Point localization data -
━━━
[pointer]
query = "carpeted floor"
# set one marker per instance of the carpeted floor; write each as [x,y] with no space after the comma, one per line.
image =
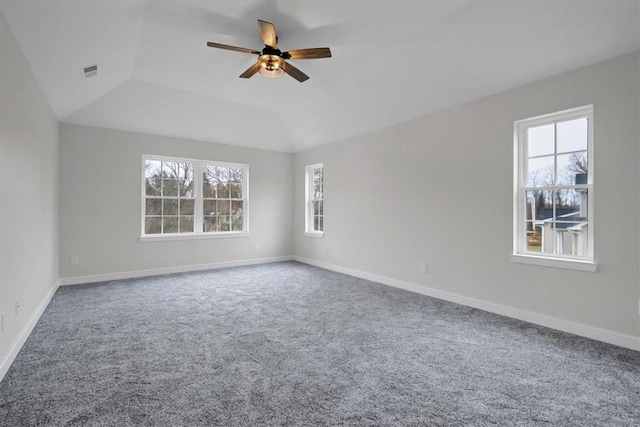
[290,344]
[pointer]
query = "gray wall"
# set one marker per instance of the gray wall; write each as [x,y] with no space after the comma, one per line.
[438,190]
[28,194]
[100,204]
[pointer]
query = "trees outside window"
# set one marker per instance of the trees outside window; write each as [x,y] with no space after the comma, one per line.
[314,179]
[190,197]
[554,185]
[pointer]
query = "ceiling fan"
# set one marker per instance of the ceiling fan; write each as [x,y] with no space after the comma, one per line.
[271,61]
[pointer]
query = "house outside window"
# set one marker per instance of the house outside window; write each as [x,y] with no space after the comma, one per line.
[553,197]
[314,209]
[193,198]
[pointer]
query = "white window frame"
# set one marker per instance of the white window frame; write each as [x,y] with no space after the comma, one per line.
[198,195]
[520,253]
[309,192]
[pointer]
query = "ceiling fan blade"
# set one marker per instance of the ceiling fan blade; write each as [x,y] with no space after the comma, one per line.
[313,53]
[250,71]
[295,73]
[234,48]
[268,33]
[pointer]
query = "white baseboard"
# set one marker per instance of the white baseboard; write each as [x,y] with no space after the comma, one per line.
[77,280]
[22,338]
[598,334]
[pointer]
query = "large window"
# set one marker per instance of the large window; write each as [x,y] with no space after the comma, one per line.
[314,220]
[184,197]
[553,218]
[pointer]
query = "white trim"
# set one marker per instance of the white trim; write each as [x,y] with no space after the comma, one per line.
[192,236]
[78,280]
[569,264]
[611,337]
[15,348]
[314,233]
[309,172]
[520,146]
[198,219]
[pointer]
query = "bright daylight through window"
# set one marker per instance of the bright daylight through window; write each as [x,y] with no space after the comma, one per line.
[554,186]
[314,221]
[183,197]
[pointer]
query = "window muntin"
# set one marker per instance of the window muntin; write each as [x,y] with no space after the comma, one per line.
[314,222]
[554,194]
[183,197]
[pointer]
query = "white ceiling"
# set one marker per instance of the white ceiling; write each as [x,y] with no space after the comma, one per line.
[392,60]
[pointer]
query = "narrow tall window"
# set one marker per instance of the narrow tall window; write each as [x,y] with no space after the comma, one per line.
[314,221]
[554,186]
[193,197]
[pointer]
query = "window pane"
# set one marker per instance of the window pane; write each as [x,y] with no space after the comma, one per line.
[224,207]
[153,207]
[236,208]
[152,168]
[186,224]
[317,175]
[222,190]
[209,207]
[185,188]
[235,175]
[170,224]
[235,190]
[187,206]
[224,223]
[169,188]
[209,224]
[223,174]
[572,135]
[185,172]
[236,223]
[153,225]
[540,140]
[540,171]
[153,186]
[569,204]
[572,168]
[539,205]
[170,170]
[170,207]
[534,237]
[208,190]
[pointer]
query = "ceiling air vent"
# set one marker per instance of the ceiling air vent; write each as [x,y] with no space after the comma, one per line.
[90,71]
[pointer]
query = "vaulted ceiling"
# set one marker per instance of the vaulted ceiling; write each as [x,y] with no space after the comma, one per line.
[392,60]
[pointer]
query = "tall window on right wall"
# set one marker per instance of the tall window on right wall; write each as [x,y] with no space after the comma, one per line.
[553,197]
[314,208]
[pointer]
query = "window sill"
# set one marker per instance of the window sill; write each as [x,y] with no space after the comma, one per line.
[169,237]
[313,234]
[570,264]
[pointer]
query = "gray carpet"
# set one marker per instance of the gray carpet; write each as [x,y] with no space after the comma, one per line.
[291,344]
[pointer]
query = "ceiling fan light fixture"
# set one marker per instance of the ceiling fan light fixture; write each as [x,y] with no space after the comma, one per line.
[271,66]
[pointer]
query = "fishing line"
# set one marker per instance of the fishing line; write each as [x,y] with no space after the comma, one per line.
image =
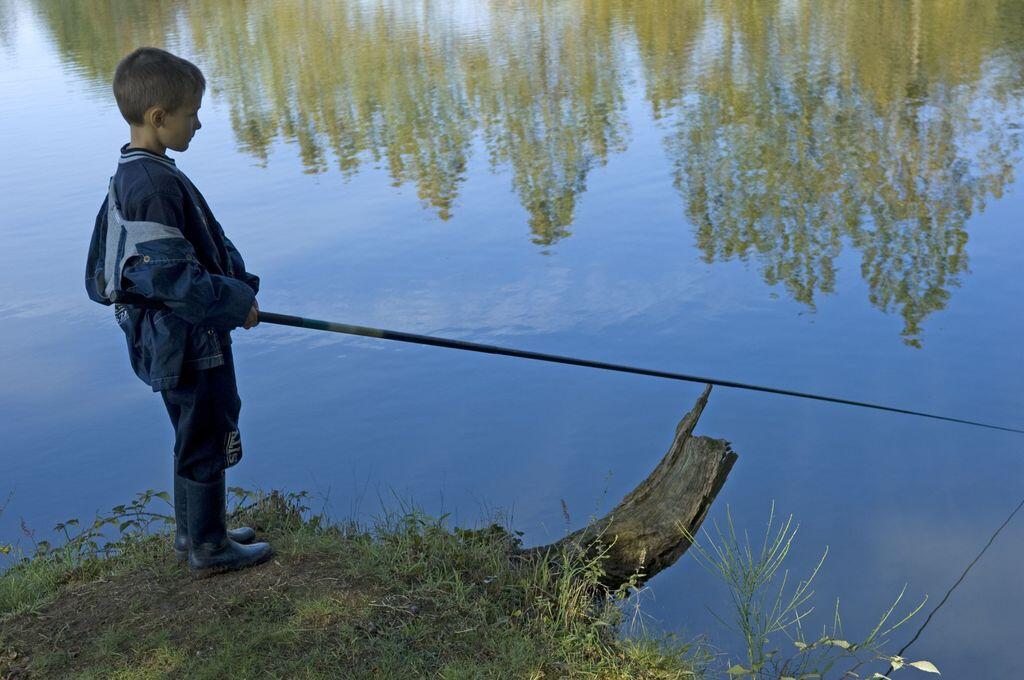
[315,325]
[949,592]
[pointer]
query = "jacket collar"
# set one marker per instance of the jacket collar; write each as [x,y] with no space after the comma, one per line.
[129,155]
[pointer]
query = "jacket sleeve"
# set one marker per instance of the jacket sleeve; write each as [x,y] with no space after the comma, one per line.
[239,265]
[167,270]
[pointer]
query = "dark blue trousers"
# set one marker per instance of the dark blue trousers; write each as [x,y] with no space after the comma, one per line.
[204,410]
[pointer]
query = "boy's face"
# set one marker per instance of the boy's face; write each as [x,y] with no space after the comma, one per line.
[177,128]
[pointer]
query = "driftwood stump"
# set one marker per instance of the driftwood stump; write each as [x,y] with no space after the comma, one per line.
[644,532]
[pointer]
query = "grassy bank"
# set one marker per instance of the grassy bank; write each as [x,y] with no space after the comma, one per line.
[407,598]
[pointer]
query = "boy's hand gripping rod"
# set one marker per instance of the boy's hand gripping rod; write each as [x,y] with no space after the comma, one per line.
[314,325]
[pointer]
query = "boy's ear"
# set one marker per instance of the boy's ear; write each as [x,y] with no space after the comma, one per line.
[155,116]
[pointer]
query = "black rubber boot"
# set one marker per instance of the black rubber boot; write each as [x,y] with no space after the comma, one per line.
[241,535]
[211,551]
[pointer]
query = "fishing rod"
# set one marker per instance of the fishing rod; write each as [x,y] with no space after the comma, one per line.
[315,325]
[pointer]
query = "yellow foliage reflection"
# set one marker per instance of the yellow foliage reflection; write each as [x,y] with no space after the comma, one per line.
[795,128]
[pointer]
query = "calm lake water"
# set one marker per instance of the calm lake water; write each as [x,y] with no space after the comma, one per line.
[820,196]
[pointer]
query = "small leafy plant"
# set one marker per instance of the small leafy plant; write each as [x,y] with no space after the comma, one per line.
[770,612]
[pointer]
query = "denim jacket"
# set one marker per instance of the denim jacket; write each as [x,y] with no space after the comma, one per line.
[177,284]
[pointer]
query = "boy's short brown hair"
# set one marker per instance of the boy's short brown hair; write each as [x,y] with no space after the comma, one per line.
[153,77]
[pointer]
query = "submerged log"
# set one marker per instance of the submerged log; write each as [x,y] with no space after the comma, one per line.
[644,534]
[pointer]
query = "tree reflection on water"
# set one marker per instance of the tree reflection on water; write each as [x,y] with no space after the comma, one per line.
[794,129]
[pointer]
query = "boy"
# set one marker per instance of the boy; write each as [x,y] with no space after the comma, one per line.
[178,287]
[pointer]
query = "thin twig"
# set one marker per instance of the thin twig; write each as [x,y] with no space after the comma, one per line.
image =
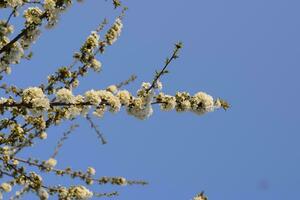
[65,137]
[126,82]
[96,128]
[178,46]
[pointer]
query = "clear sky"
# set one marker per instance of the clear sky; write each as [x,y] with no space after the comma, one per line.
[246,52]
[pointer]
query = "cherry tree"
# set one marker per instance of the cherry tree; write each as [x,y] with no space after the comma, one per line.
[27,114]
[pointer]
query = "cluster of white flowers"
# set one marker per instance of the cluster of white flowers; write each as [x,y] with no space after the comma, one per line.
[168,101]
[13,56]
[112,99]
[141,107]
[50,163]
[53,11]
[33,15]
[6,187]
[65,95]
[36,97]
[124,97]
[96,65]
[5,28]
[202,103]
[90,44]
[43,194]
[91,171]
[114,32]
[75,192]
[14,3]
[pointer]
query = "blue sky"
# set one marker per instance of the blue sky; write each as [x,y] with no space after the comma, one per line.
[244,51]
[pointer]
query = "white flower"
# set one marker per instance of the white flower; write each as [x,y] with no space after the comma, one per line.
[43,135]
[202,103]
[49,5]
[92,97]
[96,65]
[33,15]
[6,187]
[124,97]
[50,163]
[80,192]
[64,95]
[112,88]
[43,194]
[114,32]
[36,97]
[14,3]
[91,171]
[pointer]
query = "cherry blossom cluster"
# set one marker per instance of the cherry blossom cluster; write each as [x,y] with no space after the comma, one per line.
[29,113]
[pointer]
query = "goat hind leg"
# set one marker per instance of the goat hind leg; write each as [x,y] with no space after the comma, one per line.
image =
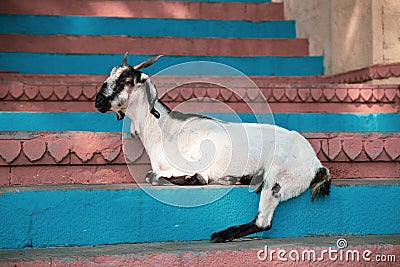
[269,200]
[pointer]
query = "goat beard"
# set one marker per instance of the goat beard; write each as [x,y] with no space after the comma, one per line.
[120,115]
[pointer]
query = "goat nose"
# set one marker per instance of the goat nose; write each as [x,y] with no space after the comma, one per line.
[102,104]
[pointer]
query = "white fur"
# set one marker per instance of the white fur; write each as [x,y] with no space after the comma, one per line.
[216,149]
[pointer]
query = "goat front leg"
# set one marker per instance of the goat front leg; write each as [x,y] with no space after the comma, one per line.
[154,179]
[269,200]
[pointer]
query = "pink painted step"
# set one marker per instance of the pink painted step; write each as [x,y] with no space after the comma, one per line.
[153,45]
[383,250]
[62,158]
[77,93]
[148,9]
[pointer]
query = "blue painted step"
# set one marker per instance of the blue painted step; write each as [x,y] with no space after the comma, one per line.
[303,122]
[80,25]
[94,215]
[42,63]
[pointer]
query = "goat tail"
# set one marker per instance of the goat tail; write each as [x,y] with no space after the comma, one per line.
[321,183]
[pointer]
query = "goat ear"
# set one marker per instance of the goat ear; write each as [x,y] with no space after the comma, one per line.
[147,63]
[151,93]
[125,61]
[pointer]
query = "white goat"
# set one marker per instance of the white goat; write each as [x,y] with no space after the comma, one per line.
[194,149]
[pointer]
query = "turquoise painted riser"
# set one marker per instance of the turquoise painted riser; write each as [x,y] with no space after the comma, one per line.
[81,25]
[82,217]
[42,63]
[303,122]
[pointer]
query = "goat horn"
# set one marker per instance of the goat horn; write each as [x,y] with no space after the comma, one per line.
[125,61]
[147,63]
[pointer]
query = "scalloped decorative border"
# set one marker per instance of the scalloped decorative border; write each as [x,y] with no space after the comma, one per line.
[74,148]
[274,93]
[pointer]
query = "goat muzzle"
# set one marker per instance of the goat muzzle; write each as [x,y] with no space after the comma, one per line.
[102,104]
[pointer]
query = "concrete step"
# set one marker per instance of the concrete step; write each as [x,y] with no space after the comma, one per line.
[368,251]
[302,122]
[46,216]
[62,158]
[77,94]
[256,10]
[174,46]
[45,63]
[148,27]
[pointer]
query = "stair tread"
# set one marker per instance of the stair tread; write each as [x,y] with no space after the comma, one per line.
[181,247]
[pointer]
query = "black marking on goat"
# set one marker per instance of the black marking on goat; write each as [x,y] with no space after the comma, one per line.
[275,190]
[238,231]
[321,183]
[130,72]
[164,106]
[155,113]
[185,116]
[196,179]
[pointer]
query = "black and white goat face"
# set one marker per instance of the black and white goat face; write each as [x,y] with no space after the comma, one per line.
[117,89]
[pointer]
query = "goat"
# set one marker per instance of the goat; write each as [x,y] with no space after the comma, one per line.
[282,161]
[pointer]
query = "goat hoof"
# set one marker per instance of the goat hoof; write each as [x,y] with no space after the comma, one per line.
[217,238]
[228,180]
[152,178]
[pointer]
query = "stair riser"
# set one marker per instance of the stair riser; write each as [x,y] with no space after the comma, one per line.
[281,107]
[119,173]
[302,122]
[92,217]
[153,45]
[228,257]
[42,63]
[244,10]
[79,25]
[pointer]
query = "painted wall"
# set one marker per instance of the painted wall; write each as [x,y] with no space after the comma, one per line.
[350,34]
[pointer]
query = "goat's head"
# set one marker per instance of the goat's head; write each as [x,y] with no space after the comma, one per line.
[124,80]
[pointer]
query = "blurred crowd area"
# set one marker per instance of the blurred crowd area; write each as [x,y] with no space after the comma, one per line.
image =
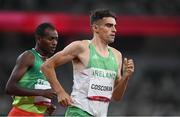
[154,87]
[132,7]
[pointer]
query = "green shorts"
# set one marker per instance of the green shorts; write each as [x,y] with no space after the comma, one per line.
[73,111]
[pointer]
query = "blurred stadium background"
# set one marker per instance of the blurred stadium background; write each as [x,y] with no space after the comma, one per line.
[148,32]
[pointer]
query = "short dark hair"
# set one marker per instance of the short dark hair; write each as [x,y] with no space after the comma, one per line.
[99,14]
[40,30]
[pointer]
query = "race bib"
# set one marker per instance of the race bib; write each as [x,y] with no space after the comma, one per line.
[40,100]
[101,84]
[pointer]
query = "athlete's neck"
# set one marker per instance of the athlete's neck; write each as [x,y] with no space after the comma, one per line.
[101,46]
[41,53]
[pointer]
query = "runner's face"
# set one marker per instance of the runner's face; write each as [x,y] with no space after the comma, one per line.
[106,29]
[49,41]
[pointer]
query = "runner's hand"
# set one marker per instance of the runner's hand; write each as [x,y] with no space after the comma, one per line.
[64,99]
[48,93]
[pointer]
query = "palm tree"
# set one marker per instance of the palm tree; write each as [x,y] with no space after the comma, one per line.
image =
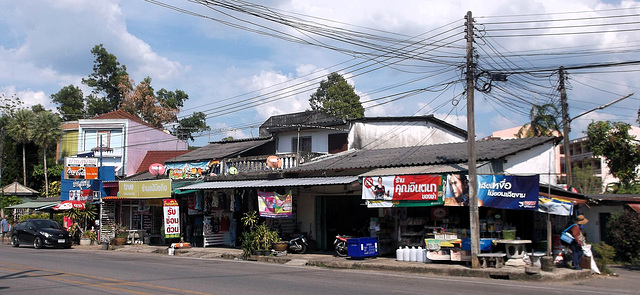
[543,122]
[46,132]
[20,130]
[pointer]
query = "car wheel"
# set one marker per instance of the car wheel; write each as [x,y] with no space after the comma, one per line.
[37,242]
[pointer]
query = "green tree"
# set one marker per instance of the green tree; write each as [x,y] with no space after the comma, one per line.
[543,122]
[141,102]
[70,102]
[19,128]
[336,97]
[620,149]
[107,78]
[195,123]
[585,182]
[8,106]
[623,231]
[46,133]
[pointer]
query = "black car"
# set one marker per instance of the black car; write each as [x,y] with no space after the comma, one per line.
[40,233]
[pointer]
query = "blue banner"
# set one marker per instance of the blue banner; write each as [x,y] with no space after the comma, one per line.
[508,191]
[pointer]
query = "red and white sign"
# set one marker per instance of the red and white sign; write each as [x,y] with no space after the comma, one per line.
[171,218]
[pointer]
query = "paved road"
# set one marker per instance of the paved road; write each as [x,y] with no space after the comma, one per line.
[74,271]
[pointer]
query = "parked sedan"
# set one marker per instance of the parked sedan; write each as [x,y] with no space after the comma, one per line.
[40,233]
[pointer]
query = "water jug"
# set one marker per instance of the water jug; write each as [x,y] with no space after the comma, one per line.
[413,254]
[420,254]
[399,254]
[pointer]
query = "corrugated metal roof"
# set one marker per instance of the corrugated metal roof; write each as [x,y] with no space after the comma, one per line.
[220,150]
[448,153]
[273,183]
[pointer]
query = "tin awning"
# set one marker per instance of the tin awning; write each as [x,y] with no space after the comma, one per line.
[273,183]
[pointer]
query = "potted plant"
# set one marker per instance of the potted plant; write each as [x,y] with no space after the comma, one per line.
[259,238]
[118,234]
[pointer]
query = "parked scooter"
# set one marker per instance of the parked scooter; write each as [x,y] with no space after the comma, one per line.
[298,245]
[340,245]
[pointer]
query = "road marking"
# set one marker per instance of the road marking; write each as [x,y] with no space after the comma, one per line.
[19,267]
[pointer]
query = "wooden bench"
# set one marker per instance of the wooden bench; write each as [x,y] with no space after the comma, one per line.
[496,258]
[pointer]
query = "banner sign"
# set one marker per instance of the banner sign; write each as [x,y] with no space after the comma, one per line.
[274,205]
[80,168]
[389,204]
[145,189]
[425,188]
[508,191]
[171,218]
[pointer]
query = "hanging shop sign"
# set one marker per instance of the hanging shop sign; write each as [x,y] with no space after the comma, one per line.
[171,218]
[188,170]
[274,205]
[509,191]
[145,189]
[426,188]
[80,168]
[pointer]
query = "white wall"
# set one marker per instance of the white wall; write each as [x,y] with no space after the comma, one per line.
[592,228]
[319,140]
[377,135]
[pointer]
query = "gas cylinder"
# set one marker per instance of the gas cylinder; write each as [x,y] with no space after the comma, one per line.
[399,254]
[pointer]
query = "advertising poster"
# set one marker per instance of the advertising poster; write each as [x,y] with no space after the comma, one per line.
[80,168]
[456,189]
[171,218]
[425,188]
[274,205]
[509,191]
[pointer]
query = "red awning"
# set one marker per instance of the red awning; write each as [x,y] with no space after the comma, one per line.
[66,205]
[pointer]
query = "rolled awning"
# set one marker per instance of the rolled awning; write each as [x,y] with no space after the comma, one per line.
[273,183]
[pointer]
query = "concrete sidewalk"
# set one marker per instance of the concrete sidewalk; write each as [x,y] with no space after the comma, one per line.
[378,263]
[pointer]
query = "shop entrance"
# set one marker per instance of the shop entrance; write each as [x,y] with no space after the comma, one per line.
[345,215]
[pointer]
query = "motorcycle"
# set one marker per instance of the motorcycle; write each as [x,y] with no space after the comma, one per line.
[340,245]
[298,245]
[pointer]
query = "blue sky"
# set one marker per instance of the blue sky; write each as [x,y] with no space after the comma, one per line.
[45,45]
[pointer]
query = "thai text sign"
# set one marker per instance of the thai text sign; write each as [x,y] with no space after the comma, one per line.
[426,188]
[274,205]
[145,189]
[171,218]
[509,191]
[80,168]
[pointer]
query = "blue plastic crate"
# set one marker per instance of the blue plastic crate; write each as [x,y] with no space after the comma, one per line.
[485,244]
[362,247]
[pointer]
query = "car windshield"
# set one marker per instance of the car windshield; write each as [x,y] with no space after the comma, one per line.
[46,224]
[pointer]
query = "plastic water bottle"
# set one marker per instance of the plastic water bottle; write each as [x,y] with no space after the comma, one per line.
[420,254]
[413,254]
[399,254]
[406,253]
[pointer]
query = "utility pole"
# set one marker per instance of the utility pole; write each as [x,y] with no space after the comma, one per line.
[565,127]
[471,145]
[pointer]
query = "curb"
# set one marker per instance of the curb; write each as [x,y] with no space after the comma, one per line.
[373,264]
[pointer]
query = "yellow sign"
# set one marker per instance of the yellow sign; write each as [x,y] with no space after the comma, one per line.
[150,189]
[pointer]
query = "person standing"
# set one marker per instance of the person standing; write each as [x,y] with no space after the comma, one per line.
[4,224]
[578,240]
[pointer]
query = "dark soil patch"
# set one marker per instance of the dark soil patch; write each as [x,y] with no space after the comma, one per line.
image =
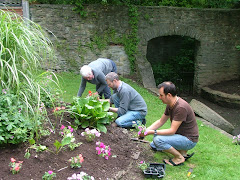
[123,165]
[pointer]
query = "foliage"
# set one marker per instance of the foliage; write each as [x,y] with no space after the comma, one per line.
[49,175]
[177,3]
[15,166]
[68,139]
[90,112]
[14,127]
[90,134]
[81,176]
[142,129]
[103,150]
[76,162]
[143,165]
[236,139]
[37,148]
[23,47]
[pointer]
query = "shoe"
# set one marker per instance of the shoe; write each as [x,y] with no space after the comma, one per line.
[114,124]
[144,121]
[172,163]
[188,156]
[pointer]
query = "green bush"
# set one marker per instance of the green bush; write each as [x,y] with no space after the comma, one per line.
[90,112]
[24,46]
[14,127]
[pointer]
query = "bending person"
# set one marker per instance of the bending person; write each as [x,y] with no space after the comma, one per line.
[129,104]
[183,133]
[94,73]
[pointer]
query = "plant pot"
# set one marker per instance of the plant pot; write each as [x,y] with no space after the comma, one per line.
[155,170]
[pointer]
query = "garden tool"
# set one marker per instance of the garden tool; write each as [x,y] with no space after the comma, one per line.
[189,172]
[139,140]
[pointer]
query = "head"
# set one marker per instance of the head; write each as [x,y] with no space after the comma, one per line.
[86,72]
[167,91]
[112,80]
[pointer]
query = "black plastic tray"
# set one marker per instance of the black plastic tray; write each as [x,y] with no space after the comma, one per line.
[155,170]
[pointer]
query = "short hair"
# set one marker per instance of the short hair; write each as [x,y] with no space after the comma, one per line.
[86,71]
[111,76]
[168,87]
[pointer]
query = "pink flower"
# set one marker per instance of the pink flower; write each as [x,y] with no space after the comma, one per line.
[16,168]
[13,160]
[71,129]
[102,145]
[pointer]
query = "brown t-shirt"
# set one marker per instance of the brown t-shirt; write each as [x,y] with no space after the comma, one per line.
[182,111]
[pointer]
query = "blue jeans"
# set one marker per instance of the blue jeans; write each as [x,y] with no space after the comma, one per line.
[106,91]
[177,141]
[126,120]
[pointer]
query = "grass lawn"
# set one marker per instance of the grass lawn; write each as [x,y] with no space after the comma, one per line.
[215,155]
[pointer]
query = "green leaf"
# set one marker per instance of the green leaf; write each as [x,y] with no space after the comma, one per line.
━━━
Activity - What is the number of lines in the data that include the word "soil"? State only that number.

Solved exercise - 2